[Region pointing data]
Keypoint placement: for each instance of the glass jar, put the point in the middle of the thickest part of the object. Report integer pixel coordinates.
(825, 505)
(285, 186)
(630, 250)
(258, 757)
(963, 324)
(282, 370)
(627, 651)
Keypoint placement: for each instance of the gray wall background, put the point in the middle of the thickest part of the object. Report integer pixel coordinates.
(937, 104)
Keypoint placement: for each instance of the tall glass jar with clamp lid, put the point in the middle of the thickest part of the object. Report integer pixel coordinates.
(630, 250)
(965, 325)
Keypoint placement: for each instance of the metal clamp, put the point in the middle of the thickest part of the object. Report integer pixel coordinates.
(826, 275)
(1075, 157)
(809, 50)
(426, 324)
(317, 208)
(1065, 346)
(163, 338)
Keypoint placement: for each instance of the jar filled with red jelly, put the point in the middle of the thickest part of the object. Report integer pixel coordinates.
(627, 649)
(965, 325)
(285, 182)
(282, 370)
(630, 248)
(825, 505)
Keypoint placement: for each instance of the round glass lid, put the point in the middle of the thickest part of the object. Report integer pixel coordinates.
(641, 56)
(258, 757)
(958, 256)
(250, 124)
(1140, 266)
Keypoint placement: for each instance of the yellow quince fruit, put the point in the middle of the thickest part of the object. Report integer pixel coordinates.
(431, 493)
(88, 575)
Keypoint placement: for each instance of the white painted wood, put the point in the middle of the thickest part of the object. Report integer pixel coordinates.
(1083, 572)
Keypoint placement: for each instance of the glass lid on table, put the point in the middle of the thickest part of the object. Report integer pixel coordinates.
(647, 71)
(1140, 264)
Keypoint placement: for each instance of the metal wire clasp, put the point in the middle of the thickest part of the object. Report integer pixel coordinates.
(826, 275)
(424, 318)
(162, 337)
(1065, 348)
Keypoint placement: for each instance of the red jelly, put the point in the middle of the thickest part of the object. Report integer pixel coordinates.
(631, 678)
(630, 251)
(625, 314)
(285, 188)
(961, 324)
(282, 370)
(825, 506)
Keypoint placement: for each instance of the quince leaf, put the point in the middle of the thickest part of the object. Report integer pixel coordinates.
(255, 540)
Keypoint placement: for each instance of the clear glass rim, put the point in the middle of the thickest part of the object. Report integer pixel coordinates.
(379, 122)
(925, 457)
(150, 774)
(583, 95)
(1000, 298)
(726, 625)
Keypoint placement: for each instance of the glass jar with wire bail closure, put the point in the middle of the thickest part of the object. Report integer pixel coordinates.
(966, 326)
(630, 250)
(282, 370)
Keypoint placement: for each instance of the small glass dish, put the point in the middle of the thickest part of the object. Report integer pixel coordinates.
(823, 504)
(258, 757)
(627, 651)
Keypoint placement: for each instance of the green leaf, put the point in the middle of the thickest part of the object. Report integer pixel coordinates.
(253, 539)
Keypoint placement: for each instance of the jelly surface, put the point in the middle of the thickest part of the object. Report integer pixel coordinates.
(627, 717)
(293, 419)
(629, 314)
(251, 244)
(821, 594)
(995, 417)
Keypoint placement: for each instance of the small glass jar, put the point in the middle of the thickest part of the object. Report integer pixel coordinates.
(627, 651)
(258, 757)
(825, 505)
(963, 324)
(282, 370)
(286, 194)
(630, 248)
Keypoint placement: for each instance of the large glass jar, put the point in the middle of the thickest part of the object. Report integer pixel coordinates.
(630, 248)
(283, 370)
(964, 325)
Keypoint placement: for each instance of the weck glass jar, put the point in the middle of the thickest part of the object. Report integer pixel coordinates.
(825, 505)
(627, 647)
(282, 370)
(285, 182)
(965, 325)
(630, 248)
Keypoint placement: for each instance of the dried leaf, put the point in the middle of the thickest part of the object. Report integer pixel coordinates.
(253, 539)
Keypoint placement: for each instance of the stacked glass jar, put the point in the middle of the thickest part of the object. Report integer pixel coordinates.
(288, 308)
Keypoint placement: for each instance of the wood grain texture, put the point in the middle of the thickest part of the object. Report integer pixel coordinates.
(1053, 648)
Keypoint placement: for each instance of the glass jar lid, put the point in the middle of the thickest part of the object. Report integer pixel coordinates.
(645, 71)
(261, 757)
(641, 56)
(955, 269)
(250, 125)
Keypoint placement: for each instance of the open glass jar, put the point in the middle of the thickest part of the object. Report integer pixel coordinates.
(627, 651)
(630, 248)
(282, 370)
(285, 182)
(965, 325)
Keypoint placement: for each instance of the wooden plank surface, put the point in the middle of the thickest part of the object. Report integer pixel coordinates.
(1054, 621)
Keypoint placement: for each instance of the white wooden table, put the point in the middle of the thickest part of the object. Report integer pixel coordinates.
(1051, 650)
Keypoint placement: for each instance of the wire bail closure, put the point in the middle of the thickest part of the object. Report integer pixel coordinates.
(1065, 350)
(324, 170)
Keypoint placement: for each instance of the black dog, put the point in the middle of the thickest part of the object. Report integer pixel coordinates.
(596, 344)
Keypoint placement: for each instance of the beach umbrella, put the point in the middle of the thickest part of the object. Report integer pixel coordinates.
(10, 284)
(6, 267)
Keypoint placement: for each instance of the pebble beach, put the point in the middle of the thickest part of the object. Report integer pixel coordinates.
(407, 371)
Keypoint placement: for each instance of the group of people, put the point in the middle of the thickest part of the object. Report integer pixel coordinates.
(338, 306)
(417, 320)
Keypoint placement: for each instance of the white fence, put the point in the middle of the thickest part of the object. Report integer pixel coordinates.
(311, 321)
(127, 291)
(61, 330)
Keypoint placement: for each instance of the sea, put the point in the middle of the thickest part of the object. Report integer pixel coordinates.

▶ **REQUIREMENT**:
Would you please output every record again, exactly?

▶ **WRITTEN ANSWER**:
Keypoint placement: for each instance of the glass jar, put the point in the middle of the thickest part of the object. Report integer pixel coordinates.
(825, 505)
(285, 186)
(630, 250)
(258, 757)
(963, 324)
(282, 370)
(627, 651)
Keypoint placement: for each instance of the gray wall background, put the point in the middle of the thickest part of the object. Report integer pixel coordinates.
(937, 104)
Keypoint placement: for each instance of the tall glass jar with clamp lid, put the point in the middle of the thickest part of the object. Report integer pixel coordinates.
(630, 250)
(965, 325)
Keypoint placement: for each instance of the metal clamp, put the point in the middle of the thickest part of the object. Report integer pixel coordinates.
(826, 275)
(1075, 157)
(809, 50)
(426, 324)
(317, 208)
(1065, 346)
(163, 338)
Keypoint placement: for each instance of the jar filled with red jelly, put the point in the middle of the thickest part of the object. Report integer pixel coordinates.
(627, 649)
(965, 325)
(285, 182)
(282, 370)
(630, 248)
(825, 505)
Keypoint placement: for each instance of the round glass lid, put the point in the middle of the thickest part of the object. Report integer pixel coordinates.
(641, 56)
(258, 757)
(958, 256)
(250, 124)
(1140, 266)
Keypoint placement: for each instance of the yellow quince fruit, put the point in the middle of the thickest part of the object. Report integer pixel coordinates.
(431, 493)
(88, 575)
Keypoint placement: for each instance of the white painted wood, put the point in the middle of the thickest part of the object. Report integer pixel coordinates.
(1083, 572)
Keypoint placement: for each instance of the glass lid on table, put the point in the middle of the thickest part of the object. Report integer pixel coordinates.
(647, 71)
(1140, 264)
Keypoint placement: for each instance of the metal wire clasp, put the point in the middle of the thickest part of the object. Report integer pixel coordinates.
(826, 275)
(424, 318)
(162, 337)
(1065, 348)
Keypoint placement: for each instance of the red jelly, put the point in the middle of the thickest part of the object. Report integer pixel coordinates.
(631, 678)
(630, 251)
(625, 314)
(285, 188)
(961, 324)
(282, 370)
(825, 506)
Keypoint placement: for each instance of the quince leaf, put the point in the middle of the thickest part of the object. Report integer pixel coordinates.
(255, 540)
Keypoint placement: for each instance of the clear glass rim, put the point in the middle of the thickest part of the object. Report integer pixel coordinates.
(379, 122)
(925, 457)
(150, 774)
(583, 95)
(1000, 298)
(726, 625)
Keypoint placement: for each instance of the glass jar with wire bail closure, put the point in the middle of the thickest part of the object. Report integer pixel coordinates.
(966, 326)
(630, 250)
(282, 370)
Keypoint placement: for each instance of the small glass dish, put the point in the middle of the thickest part of the object. Report integer pixel coordinates.
(823, 504)
(258, 757)
(627, 651)
Keypoint placement: for each instance of the green leaf, put the point in the middle of the thickest part of the object. Report integer pixel coordinates.
(253, 539)
Keypoint placement: for each instance of the jelly surface, put the point in the middle of the thickest part of the object. Report integer pixel coordinates.
(627, 717)
(293, 419)
(629, 314)
(251, 244)
(821, 594)
(995, 417)
Keypoint placement: for each instance of the small glass jar, put the point in the middle of the thickest part of the object. Report integer pixel coordinates.
(627, 651)
(258, 757)
(825, 505)
(963, 324)
(282, 370)
(286, 194)
(630, 248)
Keypoint placement: for each instance of the large glass jar, put the point in the middle of the thickest part of the object. Report integer pixel coordinates.
(630, 248)
(283, 370)
(964, 325)
Keypoint placement: for each instance of the weck glass jar, put the point in the middle of the thickest part of the object. Report integer pixel coordinates.
(825, 505)
(627, 647)
(282, 370)
(285, 182)
(965, 325)
(630, 248)
Keypoint placement: for each instance of the dried leaf, put the point in the middle of the thickest part of the object. Report integer pixel coordinates.
(253, 539)
Keypoint placement: for each instance of the stacked glass jar, put the point in the middle of the thickest part of the object. Report integer pixel coordinates.
(288, 308)
Keypoint placement: for each instance of the wood grain texture, put the point in the middle of the thickest part of the object. Report integer pixel coordinates.
(1053, 648)
Keypoint placement: for each instance of the glass jar lid, put the point in the middle of the thickest part of the object. Report integer pixel coordinates.
(645, 71)
(261, 757)
(641, 56)
(955, 269)
(250, 125)
Keypoint placement: for each instance of the open glass jar, put the point in the middle of the thickest part of the object. Report integer pixel coordinates.
(627, 651)
(630, 248)
(282, 370)
(285, 182)
(965, 325)
Keypoint placement: for each instance of the wooden plank surface, put the point in the middle of the thickest part of the object. Report integer pixel coordinates.
(1054, 621)
Keypoint placement: for each instance of the white wooden table, put the point in the middle of the thickest part of the object. Report integer pixel coordinates.
(1051, 650)
Keypoint placement: for each instance of the wire bail closure, put the point in the middle of the thickest part of the object. Report integer pixel coordinates.
(1065, 350)
(324, 170)
Keypoint placement: for each instance of the black dog, put the point in the middle of the thickest part of the object. Report integer pixel coordinates.
(596, 344)
Keypoint placement: for each instance of the beach umbrella, put the point in the middle of the thickest part of the object. Report integer pixel coordinates.
(10, 284)
(6, 267)
Keypoint placement: for each instance of the pebble beach, put the point in the middle of the thickest part of the object. Report integer pixel coordinates.
(407, 371)
Keypoint placement: for each instance of the group of people, put the point in the middle of the thickest part of the object. Report integer pixel coordinates.
(338, 306)
(417, 320)
Keypoint placement: for each instance of the white fence, put the point in the middle of the thickest part of the object. Report integer pixel coordinates.
(311, 321)
(127, 291)
(61, 330)
Keypoint placement: for each instance of the sea, put the point in the middle of the thickest part of the object. Report integer pixel coordinates.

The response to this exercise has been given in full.